This current year public funding accounts for 97.3 per cent of total higher education funding, while student contributions through tuition fees come to 2.7 per cent. In 1999-2000 public funding is 95.4 per cent and student contributions 4.6 per cent. In 2000-01 the state contribution will be 93.8 per cent and students fee contributions 6.2 per cent. Public funding per student in real terms will in fact fall from Pounds 4,702 in 1998-99 to Pounds 4,687 in 1999-2000 and Pounds 4,633 in 2000-01.
An extra 36,000 students should be recruited in 1999-2000, rising to 61,000 extra the year after and 100,000 extra in 2001-02. Of next year's, 16,000 will be on sub-degree courses such as higher national diplomas and certificates.
Most should be in further education colleges, according to Mr Blunkett, with half full-time and half part-time. In 2000-01 35,000 more students should be studying for sub-degree qualifications, 15,000 full-time and 20,000 part-time, again mostly in colleges. Mr Blunkett wants the funding councils to enforce separate caps on the number of full-time students on first degree and on sub-degree courses to ensure targets are met but not exceeded. Universities should limit the rise in full-time students on first degrees to just 6,000 in 1999-2000 with a negligible increase, if any, the following year.

DATASET EXCERPTS:
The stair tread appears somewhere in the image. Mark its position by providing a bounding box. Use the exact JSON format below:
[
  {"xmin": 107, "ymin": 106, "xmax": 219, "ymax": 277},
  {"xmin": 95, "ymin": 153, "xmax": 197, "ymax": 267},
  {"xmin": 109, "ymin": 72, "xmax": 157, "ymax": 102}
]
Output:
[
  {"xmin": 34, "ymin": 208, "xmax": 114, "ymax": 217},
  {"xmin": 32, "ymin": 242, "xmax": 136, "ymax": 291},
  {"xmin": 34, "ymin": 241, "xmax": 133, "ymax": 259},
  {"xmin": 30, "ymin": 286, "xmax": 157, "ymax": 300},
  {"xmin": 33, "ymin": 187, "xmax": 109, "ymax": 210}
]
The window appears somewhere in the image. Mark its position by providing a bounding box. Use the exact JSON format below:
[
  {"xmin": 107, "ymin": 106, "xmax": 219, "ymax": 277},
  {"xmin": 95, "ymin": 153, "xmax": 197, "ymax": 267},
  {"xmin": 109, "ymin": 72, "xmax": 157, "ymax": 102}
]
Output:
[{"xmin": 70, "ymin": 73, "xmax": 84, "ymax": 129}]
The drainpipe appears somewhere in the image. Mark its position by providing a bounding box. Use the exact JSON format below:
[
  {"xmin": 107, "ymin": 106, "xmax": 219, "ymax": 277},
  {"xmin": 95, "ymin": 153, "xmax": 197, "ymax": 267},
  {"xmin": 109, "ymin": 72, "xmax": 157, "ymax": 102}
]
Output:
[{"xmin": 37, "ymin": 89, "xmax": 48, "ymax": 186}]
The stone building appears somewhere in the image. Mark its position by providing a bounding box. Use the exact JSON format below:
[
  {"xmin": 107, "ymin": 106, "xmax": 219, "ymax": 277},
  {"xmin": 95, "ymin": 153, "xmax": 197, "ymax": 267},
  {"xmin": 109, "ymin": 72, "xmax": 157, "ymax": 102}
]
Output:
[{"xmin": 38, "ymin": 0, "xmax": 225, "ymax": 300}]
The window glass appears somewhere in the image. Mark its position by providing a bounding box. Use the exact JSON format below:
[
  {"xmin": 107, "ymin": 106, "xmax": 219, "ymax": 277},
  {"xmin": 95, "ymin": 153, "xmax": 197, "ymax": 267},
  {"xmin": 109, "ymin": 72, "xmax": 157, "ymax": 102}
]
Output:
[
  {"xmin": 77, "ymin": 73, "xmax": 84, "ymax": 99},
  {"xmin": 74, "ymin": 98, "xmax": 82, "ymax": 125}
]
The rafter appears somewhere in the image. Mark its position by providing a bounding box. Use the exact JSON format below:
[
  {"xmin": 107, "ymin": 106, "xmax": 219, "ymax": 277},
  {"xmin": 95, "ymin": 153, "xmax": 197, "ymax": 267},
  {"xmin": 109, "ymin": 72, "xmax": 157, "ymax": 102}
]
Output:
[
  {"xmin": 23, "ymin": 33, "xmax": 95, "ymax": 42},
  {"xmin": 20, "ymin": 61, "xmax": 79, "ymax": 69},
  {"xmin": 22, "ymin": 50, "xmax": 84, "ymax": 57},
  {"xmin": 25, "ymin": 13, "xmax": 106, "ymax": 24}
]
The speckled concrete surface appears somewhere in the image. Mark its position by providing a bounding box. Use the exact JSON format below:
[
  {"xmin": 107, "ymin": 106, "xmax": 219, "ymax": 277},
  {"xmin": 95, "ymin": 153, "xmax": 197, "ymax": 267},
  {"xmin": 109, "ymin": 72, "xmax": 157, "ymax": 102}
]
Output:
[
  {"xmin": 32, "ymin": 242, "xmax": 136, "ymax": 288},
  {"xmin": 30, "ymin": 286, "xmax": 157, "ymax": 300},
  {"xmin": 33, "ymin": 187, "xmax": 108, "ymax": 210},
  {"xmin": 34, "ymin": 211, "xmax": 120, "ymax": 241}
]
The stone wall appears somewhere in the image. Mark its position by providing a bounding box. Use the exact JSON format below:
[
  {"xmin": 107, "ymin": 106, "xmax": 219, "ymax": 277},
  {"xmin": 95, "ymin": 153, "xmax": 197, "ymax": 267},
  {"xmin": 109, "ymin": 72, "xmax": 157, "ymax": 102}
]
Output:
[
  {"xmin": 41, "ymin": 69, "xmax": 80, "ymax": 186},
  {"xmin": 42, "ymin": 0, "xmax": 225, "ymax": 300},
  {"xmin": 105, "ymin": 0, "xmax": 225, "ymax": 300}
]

TASKS AND EXERCISES:
**a)** Answer these questions from the passage on higher education funding, one answer per line:
(i) What percentage of total higher education funding comes from student tuition fees in the current year?
(ii) How many extra students should be recruited in 2001-02?
(iii) To what number should universities limit the rise in full-time first-degree students in 1999-2000?
**b)** Using the passage on higher education funding, decide whether each statement agrees with it. Answer yes or no, and quote the words that decide it.
(i) Public funding per student in real terms rises between 1998-99 and 2000-01.
(ii) According to Mr Blunkett, most of next year's extra sub-degree students should be in further education colleges.
(iii) Most of the additional sub-degree students in 2000-01 should be full-time.
**c)** From the passage on higher education funding, set down word for word the stretch that begins at the words "This current year" and stops after "diplomas and certificates.".

RESULTS:
**a)**
(i) 2.7 per cent
(ii) 100,000
(iii) 6,000

**b)**
(i) No: "Public funding per student in real terms will in fact fall from Pounds 4,702 in 1998-99 to Pounds 4,687 in 1999-2000 and Pounds 4,633 in 2000-01."
(ii) Yes: "Most should be in further education colleges, according to Mr Blunkett"
(iii) No: "15,000 full-time and 20,000 part-time"

**c)**
This current year public funding accounts for 97.3 per cent of total higher education funding, while student contributions through tuition fees come to 2.7 per cent. In 1999-2000 public funding is 95.4 per cent and student contributions 4.6 per cent. In 2000-01 the state contribution will be 93.8 per cent and students fee contributions 6.2 per cent. Public funding per student in real terms will in fact fall from Pounds 4,702 in 1998-99 to Pounds 4,687 in 1999-2000 and Pounds 4,633 in 2000-01.
An extra 36,000 students should be recruited in 1999-2000, rising to 61,000 extra the year after and 100,000 extra in 2001-02. Of next year's, 16,000 will be on sub-degree courses such as higher national diplomas and certificates.